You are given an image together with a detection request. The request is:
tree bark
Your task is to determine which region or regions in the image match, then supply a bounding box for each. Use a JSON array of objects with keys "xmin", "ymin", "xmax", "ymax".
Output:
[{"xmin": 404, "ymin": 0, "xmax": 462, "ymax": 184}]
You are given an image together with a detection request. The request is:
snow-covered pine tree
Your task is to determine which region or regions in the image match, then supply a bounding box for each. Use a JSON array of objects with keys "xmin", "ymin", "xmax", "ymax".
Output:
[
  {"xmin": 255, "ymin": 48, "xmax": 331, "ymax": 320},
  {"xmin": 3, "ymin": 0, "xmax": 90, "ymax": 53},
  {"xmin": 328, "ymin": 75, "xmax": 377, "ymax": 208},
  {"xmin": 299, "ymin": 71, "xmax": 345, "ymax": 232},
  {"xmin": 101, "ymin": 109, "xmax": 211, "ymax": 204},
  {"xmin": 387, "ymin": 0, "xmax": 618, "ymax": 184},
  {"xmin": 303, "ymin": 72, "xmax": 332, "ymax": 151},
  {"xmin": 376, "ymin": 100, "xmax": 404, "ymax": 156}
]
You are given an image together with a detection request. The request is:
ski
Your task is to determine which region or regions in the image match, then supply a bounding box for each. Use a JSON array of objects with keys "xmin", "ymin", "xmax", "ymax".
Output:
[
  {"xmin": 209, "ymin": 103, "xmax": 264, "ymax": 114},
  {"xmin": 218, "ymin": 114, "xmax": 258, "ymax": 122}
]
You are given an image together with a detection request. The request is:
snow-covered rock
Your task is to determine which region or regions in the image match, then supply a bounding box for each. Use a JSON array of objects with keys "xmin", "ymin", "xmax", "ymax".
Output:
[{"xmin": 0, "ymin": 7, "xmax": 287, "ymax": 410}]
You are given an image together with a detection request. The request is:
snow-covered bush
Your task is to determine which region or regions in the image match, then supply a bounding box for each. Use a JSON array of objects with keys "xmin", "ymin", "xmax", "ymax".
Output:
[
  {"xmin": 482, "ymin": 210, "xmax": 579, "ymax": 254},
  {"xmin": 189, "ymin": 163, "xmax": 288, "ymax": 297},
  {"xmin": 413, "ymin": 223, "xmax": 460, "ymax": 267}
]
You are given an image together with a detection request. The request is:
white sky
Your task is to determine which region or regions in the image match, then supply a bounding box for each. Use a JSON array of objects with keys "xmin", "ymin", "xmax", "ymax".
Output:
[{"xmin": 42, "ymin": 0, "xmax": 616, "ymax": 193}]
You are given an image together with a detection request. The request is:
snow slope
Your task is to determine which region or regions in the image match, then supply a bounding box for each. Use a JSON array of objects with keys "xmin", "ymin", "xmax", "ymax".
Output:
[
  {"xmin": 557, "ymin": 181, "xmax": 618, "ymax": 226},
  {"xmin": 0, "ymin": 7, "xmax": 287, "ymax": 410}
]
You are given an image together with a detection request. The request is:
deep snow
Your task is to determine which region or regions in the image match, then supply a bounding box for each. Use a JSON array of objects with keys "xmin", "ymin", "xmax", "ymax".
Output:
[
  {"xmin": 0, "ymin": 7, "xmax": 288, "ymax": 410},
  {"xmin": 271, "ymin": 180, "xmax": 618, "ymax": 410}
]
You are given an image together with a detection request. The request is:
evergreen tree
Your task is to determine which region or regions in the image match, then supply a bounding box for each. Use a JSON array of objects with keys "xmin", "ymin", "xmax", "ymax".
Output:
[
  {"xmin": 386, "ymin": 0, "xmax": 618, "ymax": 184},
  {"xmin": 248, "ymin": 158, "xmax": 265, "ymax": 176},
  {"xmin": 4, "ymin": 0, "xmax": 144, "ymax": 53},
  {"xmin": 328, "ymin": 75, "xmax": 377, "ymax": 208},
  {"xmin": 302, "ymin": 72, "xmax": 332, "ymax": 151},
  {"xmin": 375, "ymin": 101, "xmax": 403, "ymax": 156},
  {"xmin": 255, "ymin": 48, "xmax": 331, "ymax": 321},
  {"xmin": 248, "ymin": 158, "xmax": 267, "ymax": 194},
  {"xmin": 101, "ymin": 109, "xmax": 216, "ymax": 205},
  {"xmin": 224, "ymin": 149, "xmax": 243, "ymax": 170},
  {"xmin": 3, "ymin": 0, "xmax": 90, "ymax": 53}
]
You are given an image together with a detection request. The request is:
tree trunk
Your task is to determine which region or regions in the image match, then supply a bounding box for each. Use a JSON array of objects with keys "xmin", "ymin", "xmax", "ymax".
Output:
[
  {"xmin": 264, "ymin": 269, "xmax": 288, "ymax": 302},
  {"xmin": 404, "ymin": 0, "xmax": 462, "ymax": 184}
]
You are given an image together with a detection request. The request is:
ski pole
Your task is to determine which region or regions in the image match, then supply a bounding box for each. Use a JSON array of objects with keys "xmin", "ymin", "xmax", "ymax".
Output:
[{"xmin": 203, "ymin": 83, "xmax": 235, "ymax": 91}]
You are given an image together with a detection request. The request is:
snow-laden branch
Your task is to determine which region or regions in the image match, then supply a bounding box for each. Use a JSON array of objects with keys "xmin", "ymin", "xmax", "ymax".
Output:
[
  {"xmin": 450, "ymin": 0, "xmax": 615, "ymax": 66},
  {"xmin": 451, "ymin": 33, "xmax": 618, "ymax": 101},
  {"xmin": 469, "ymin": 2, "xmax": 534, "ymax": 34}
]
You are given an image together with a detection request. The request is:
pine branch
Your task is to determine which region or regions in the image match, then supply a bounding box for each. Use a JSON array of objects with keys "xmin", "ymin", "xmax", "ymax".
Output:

#####

* [TASK REQUIREMENTS] Each record above is to be reproduced word for word.

* [COMPLETED EXERCISE]
You are given an image together with a detection request. The request is:
tree bark
Your task is to determine which region or regions in the image match, then supply a bounding box for each. Use a JSON array of objects with keys "xmin", "ymin", "xmax", "ymax".
Output:
[{"xmin": 404, "ymin": 0, "xmax": 462, "ymax": 184}]
You are given an image together with a detection request. The request is:
snow-covered pine tree
Your task is to determine which region or regions in the image match, then supply a bounding box for each. Use a JSON array of objects with keys "xmin", "ymin", "xmax", "ymax".
Output:
[
  {"xmin": 255, "ymin": 48, "xmax": 331, "ymax": 320},
  {"xmin": 3, "ymin": 0, "xmax": 90, "ymax": 53},
  {"xmin": 328, "ymin": 75, "xmax": 377, "ymax": 208},
  {"xmin": 299, "ymin": 71, "xmax": 345, "ymax": 232},
  {"xmin": 101, "ymin": 109, "xmax": 211, "ymax": 204},
  {"xmin": 387, "ymin": 0, "xmax": 618, "ymax": 184},
  {"xmin": 303, "ymin": 72, "xmax": 332, "ymax": 151},
  {"xmin": 376, "ymin": 100, "xmax": 404, "ymax": 156}
]
You are given an image together with a detection request. The request is:
ski
Your task is to determine which region or regions in the image match, then supply a bounding box for each. Use a JSON array of objects with keys "xmin", "ymin", "xmax", "ymax".
Output:
[
  {"xmin": 209, "ymin": 103, "xmax": 264, "ymax": 114},
  {"xmin": 218, "ymin": 114, "xmax": 258, "ymax": 122}
]
You are given an image together with a detection request. The request is:
snow-covered rock
Your task is to determine which region or regions in the image match, then supply a bounding box for each. Use a JSON array of objects with keys "xmin", "ymin", "xmax", "ymax".
Output:
[{"xmin": 0, "ymin": 7, "xmax": 287, "ymax": 410}]
You are given an image together with a detection request. The request is:
snow-covered bush
Your task is to determine which region or regions in the image match, then supply a bounding box for each. Use a JSON array of objects with keys "xmin", "ymin", "xmax", "ymax".
Output:
[
  {"xmin": 482, "ymin": 210, "xmax": 579, "ymax": 254},
  {"xmin": 189, "ymin": 163, "xmax": 288, "ymax": 297},
  {"xmin": 413, "ymin": 223, "xmax": 460, "ymax": 267}
]
You are given an image together with a detection request. The request is:
white sky
Your task is to determine which region or regions in the image match, then supply a bounding box for each. Use a JSON array of objects with keys "xmin", "ymin", "xmax", "ymax".
Output:
[{"xmin": 42, "ymin": 0, "xmax": 616, "ymax": 193}]
You are given an image together with a detection request. The request is:
snow slope
Your task is to determine which region or regions in the image match, then supply a bounding box for each. Use a JSON array of objects with keys "xmin", "ymin", "xmax", "ymax".
Output:
[
  {"xmin": 557, "ymin": 181, "xmax": 618, "ymax": 226},
  {"xmin": 0, "ymin": 7, "xmax": 287, "ymax": 410}
]
You are given an image together with a detection request. The request is:
deep snow
Your task is to determine which region or regions in the image match, then supply a bounding box for each. Use a JSON array of objects with keys "xmin", "ymin", "xmax", "ymax".
Output:
[
  {"xmin": 0, "ymin": 7, "xmax": 288, "ymax": 410},
  {"xmin": 271, "ymin": 180, "xmax": 618, "ymax": 410}
]
You are given an image together with a detection request. The request is:
evergreen tree
Your task is to determine which region or regions in the image match, then supply a bounding box for each. Use a JSON array of objects with keys "xmin", "ymin", "xmax", "ymax".
Output:
[
  {"xmin": 386, "ymin": 0, "xmax": 618, "ymax": 184},
  {"xmin": 248, "ymin": 158, "xmax": 265, "ymax": 176},
  {"xmin": 4, "ymin": 0, "xmax": 144, "ymax": 53},
  {"xmin": 328, "ymin": 75, "xmax": 377, "ymax": 208},
  {"xmin": 302, "ymin": 72, "xmax": 332, "ymax": 151},
  {"xmin": 375, "ymin": 101, "xmax": 403, "ymax": 156},
  {"xmin": 255, "ymin": 48, "xmax": 331, "ymax": 321},
  {"xmin": 248, "ymin": 158, "xmax": 267, "ymax": 194},
  {"xmin": 101, "ymin": 109, "xmax": 216, "ymax": 205},
  {"xmin": 224, "ymin": 149, "xmax": 243, "ymax": 170},
  {"xmin": 3, "ymin": 0, "xmax": 90, "ymax": 53}
]
You are given an image together with a detection request. The request is:
tree trunk
Your task is to determine which region or regions in the image match, then supply a bounding box for each. Use a JSON array of objects with keys "xmin", "ymin", "xmax", "ymax".
Output:
[
  {"xmin": 264, "ymin": 269, "xmax": 288, "ymax": 302},
  {"xmin": 404, "ymin": 0, "xmax": 462, "ymax": 184}
]
You are given an image together with a detection request. The request is:
ski pole
Your task is to determine which region or regions in the image match, then supply a bounding box for each. Use a JSON array of objects with keys "xmin", "ymin", "xmax", "ymax".
Output:
[{"xmin": 203, "ymin": 83, "xmax": 235, "ymax": 91}]
You are given an image together with a detection request. The request is:
snow-laden branch
Your task is to determine which region or regions in the image match, then supply a bounding box for each. Use a JSON array of objects with keys "xmin", "ymin", "xmax", "ymax".
Output:
[
  {"xmin": 450, "ymin": 0, "xmax": 615, "ymax": 66},
  {"xmin": 451, "ymin": 33, "xmax": 618, "ymax": 101},
  {"xmin": 469, "ymin": 2, "xmax": 534, "ymax": 34}
]
You are given an image together with a detection request. The request is:
pine branch
Your task is to determine which region or regions in the image match, then supply a bounding box for each. Use a JSON array of objects with keys "xmin", "ymin", "xmax", "ymax".
Output:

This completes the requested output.